# What needs to be done
Please print the data again exactly as given.

Referring expression data
"""

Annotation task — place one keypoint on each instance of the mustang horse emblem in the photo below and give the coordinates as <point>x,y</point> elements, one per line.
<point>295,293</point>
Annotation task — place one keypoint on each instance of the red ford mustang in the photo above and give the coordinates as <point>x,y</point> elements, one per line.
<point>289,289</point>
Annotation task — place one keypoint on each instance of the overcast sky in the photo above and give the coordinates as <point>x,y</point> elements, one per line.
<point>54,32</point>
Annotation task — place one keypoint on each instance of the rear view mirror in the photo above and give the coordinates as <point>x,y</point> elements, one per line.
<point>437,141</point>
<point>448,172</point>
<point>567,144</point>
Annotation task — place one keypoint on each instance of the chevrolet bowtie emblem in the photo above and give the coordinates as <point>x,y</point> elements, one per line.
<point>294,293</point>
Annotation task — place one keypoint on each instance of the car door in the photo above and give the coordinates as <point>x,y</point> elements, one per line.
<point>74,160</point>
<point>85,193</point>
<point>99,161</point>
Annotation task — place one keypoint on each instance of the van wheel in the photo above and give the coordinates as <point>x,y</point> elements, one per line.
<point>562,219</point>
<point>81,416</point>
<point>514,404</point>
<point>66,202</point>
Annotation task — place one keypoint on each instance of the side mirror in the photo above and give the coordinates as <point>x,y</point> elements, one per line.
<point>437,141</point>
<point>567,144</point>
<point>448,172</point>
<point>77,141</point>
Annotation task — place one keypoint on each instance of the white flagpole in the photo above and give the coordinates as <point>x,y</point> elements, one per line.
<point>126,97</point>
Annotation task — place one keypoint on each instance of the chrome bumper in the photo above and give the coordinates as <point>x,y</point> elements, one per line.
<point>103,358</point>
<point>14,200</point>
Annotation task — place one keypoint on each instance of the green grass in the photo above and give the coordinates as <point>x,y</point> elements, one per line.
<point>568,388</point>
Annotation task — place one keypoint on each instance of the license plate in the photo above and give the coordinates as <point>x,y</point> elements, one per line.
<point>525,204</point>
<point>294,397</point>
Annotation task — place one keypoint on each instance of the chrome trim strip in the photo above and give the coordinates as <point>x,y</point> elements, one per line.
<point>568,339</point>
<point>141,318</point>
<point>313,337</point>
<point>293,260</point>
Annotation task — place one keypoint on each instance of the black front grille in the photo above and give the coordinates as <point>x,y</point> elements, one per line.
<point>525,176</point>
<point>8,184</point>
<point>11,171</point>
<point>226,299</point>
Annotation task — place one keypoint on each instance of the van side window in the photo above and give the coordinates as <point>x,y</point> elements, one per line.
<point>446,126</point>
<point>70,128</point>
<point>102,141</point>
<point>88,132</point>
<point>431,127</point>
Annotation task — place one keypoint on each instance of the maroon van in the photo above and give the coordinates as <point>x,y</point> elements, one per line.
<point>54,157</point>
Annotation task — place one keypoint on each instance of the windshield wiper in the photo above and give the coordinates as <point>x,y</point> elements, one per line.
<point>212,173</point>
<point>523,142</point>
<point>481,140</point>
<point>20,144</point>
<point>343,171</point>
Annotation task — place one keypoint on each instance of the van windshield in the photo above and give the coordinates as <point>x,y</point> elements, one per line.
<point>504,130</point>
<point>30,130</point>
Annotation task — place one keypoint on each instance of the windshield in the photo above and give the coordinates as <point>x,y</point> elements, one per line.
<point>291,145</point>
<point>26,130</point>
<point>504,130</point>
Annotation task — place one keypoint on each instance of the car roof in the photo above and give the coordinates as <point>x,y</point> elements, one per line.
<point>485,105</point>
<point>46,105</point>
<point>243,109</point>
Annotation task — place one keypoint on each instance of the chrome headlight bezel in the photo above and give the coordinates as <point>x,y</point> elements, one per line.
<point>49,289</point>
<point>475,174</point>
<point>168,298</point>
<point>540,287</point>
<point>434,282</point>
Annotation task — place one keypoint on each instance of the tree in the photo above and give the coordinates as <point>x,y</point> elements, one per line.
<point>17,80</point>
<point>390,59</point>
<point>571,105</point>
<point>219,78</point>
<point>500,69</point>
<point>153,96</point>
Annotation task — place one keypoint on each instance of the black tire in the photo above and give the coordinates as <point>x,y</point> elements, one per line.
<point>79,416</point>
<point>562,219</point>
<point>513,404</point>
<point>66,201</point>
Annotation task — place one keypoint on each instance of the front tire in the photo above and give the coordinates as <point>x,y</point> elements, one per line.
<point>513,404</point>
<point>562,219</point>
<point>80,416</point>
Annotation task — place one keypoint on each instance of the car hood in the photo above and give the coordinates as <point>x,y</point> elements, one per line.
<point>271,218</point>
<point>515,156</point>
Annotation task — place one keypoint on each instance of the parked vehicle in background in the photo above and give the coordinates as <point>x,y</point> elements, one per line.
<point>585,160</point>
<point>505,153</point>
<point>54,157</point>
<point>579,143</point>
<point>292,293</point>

"""

# Written response
Annotation task — place one keypoint on each instance of the mustang horse emblem in the photo below and give the coordinates as <point>x,y</point> elements, one per line.
<point>295,293</point>
Annotation task — place one keypoint on each instance of the red ford mustang in the photo above and give the coordinates as <point>x,y</point> elements, one per line.
<point>289,289</point>
Annotation task — place one keypoint on each instance of the overcast sky in the photo above and give the coordinates as <point>x,y</point> elements, one per line.
<point>54,32</point>
Annotation task — place one keypoint on each instance of the rear view mirror in the photo above and give the coordinates as <point>x,y</point> elements, one per line.
<point>437,141</point>
<point>448,172</point>
<point>567,144</point>
Annotation task — place one keypoint on each instance of the chevrolet bowtie emblem in the photo above and give the coordinates as <point>x,y</point> elements, one per line.
<point>294,293</point>
Annotation task — place one keypoint on each instance of the car door in the photo above and give the coordinates as <point>x,y</point> elements, one per line.
<point>74,160</point>
<point>85,193</point>
<point>99,161</point>
Annotation task — place one keypoint on each instance of the van wheel in the photo above and give the coordinates as <point>x,y</point> elements, one per line.
<point>562,219</point>
<point>81,416</point>
<point>514,404</point>
<point>66,202</point>
Annotation task — place one keypoint on each instance of the side mirror in the photo above and give the coordinates as <point>x,y</point> elements, one per line.
<point>437,141</point>
<point>567,144</point>
<point>448,172</point>
<point>77,141</point>
Annotation task — place one keypoint on each instance of the white flagpole in the photo above and give the coordinates as <point>x,y</point> elements, one per line.
<point>126,97</point>
Annotation task — place one keypoint on each instance of the chrome bumper in the photo above and give the coordinates as <point>x,y</point> elements, one per line.
<point>103,358</point>
<point>14,200</point>
Annotation task — place one keypoint on each instance of the green grass in the photo above and give the coordinates as <point>x,y</point> elements, one per line.
<point>568,388</point>
Annotation task — place one keypoint on each instance of the license plate in the photo above and give the coordinates as <point>x,y</point> elements, one per line.
<point>525,204</point>
<point>294,397</point>
Annotation task — place one keypoint on each instance of the chrome trim strip in the photo above and give the coordinates as <point>x,y</point> elements, one per line.
<point>568,339</point>
<point>141,318</point>
<point>313,337</point>
<point>293,260</point>
Annotation task — place one keypoint on each instance of the black front grille in the photo above and give the coordinates as <point>x,y</point> elements, one per line.
<point>525,176</point>
<point>8,184</point>
<point>11,171</point>
<point>226,299</point>
Annotation task — place one keypoint on each instance of the van side window in the photo above and give the coordinates as <point>x,y</point> elements, one per line.
<point>446,126</point>
<point>70,128</point>
<point>102,141</point>
<point>88,132</point>
<point>431,127</point>
Annotation task — place one keypoint on each instance of the maroon van in the photo above and give the coordinates as <point>x,y</point> elements, one per line.
<point>54,157</point>
Annotation task — place one keypoint on each instance of the windshield wiper in the photo above and give the coordinates as <point>x,y</point> elements, one per line.
<point>212,173</point>
<point>523,142</point>
<point>481,140</point>
<point>20,144</point>
<point>343,171</point>
Annotation task — place one keypoint on each instance of the van windshield in the photo above and give the coordinates as <point>x,y</point> elements, one per line.
<point>504,130</point>
<point>30,130</point>
Annotation task — place one keypoint on each instance of the windshield in the photo above and give the coordinates as <point>x,y</point> elements, one per line.
<point>291,145</point>
<point>26,130</point>
<point>504,130</point>
Annotation task — place one keypoint on each instance of the car roof in the photo above and give the coordinates as <point>x,y</point> elements, one per line.
<point>485,105</point>
<point>46,105</point>
<point>243,109</point>
Annotation task — place one keypoint on each instance of the chrome headlight bezel in the photo above and give the coordinates as <point>x,y</point> elements, one per line.
<point>49,289</point>
<point>475,174</point>
<point>168,298</point>
<point>540,287</point>
<point>434,282</point>
Annotation task — place one keypoint on each instance of the tree in the photo above and give the coordinates as <point>x,y</point> elements, one per line.
<point>17,80</point>
<point>390,59</point>
<point>571,105</point>
<point>219,78</point>
<point>500,69</point>
<point>153,96</point>
Annotation task — place one keypoint on each instance of the black tire in the photo above and give the coordinates as <point>x,y</point> elements, one per line.
<point>79,416</point>
<point>562,219</point>
<point>513,404</point>
<point>66,201</point>
Annotation task — place one keypoint on each instance of the front tire in the photo above and give the coordinates as <point>x,y</point> elements, one per line.
<point>513,404</point>
<point>562,219</point>
<point>80,416</point>
Annotation task — place one keypoint on each instance of the car hood in the photo above and give the coordinates as <point>x,y</point> elements, one per line.
<point>271,218</point>
<point>515,156</point>
Annotation task — place one keypoint on each instance of the parked vehicle in background in the photo above and give the coordinates as <point>x,y</point> elements, one per line.
<point>585,160</point>
<point>505,153</point>
<point>54,157</point>
<point>579,143</point>
<point>292,293</point>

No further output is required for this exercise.